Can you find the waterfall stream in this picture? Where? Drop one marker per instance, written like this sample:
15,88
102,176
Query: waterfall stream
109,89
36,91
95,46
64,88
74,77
_ _ _ _ _
* Problem to solve *
Transcribe the data above verbatim.

* Solution to the exercise *
Can you find the waterfall stream in this picture? Where? Drop one marker per instance, written like this sample:
15,88
102,176
Query: waterfall stream
109,89
36,91
95,46
64,88
74,77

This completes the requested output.